**Directions for this task**
Each line from the line containing "JSON array; each" through the last line of the entries is to be reproduced exactly as it stands.

**Exercise data**
════════════════
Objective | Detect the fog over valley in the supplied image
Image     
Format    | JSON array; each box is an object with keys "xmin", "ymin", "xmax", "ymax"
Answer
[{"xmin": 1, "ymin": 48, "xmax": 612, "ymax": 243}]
════════════════
**Output for this exercise**
Format    | JSON array; each box is an object with keys "xmin", "ymin", "xmax", "ymax"
Answer
[{"xmin": 1, "ymin": 48, "xmax": 612, "ymax": 243}]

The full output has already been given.